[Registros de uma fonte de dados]
+ + + +

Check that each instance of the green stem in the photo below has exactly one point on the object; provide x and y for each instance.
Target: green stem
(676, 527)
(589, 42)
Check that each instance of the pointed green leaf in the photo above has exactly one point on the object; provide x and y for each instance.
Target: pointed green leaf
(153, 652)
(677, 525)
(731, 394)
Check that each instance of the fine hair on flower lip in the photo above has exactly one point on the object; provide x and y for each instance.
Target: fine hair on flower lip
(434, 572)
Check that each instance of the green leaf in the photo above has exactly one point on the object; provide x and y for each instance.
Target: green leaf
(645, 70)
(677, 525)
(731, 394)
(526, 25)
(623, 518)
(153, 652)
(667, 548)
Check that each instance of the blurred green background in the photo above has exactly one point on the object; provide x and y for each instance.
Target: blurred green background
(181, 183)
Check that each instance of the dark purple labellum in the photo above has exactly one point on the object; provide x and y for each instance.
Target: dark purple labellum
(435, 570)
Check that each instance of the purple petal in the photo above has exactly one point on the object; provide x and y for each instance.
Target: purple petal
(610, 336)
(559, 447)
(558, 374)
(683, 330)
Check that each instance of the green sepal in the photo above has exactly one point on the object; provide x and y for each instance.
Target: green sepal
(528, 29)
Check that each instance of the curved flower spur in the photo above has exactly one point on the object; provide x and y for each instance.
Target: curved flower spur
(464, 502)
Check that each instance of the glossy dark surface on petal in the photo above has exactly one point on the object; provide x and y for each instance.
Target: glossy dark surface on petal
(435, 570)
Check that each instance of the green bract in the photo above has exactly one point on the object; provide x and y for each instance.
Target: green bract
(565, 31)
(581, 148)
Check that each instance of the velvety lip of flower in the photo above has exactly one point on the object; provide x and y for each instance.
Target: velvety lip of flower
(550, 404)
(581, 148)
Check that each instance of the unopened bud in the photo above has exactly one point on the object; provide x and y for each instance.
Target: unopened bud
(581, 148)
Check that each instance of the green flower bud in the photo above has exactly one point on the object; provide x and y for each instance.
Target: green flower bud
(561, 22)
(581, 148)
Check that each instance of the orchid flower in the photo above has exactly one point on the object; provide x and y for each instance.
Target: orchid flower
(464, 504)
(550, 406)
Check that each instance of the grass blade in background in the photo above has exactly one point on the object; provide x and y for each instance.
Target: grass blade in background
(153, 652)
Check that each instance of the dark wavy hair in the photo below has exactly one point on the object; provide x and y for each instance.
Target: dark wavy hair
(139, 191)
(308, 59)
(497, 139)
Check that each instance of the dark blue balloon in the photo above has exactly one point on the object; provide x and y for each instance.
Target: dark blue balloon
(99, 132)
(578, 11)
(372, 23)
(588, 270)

+ + + +

O PROBLEMA: Pode reproduzir, sem nenhuma alteração, o trecho das linhas acima que vai da linha que contém "Check that each instance of the green bract" até a última linha, ambas incluídas?

RESPOSTA AO PROBLEMA:
Check that each instance of the green bract in the photo above has exactly one point on the object; provide x and y for each instance.
Target: green bract
(565, 31)
(581, 148)
Check that each instance of the velvety lip of flower in the photo above has exactly one point on the object; provide x and y for each instance.
Target: velvety lip of flower
(550, 404)
(581, 148)
Check that each instance of the unopened bud in the photo above has exactly one point on the object; provide x and y for each instance.
Target: unopened bud
(581, 148)
Check that each instance of the green flower bud in the photo above has exactly one point on the object; provide x and y for each instance.
Target: green flower bud
(561, 22)
(581, 148)
Check that each instance of the orchid flower in the photo above has exactly one point on the object; provide x and y for each instance.
Target: orchid flower
(464, 504)
(550, 406)
Check that each instance of the grass blade in background in the photo above has exactly one point on the object; provide x and y for each instance.
Target: grass blade in background
(153, 652)
Check that each instance of the dark wavy hair in the photo below has exactly one point on the object; provide x and y for each instance.
Target: dark wavy hair
(139, 191)
(308, 59)
(497, 139)
Check that each instance of the dark blue balloon in the photo above has exactly one point on the object; provide x and y for each instance.
Target: dark blue balloon
(99, 132)
(578, 11)
(372, 23)
(588, 270)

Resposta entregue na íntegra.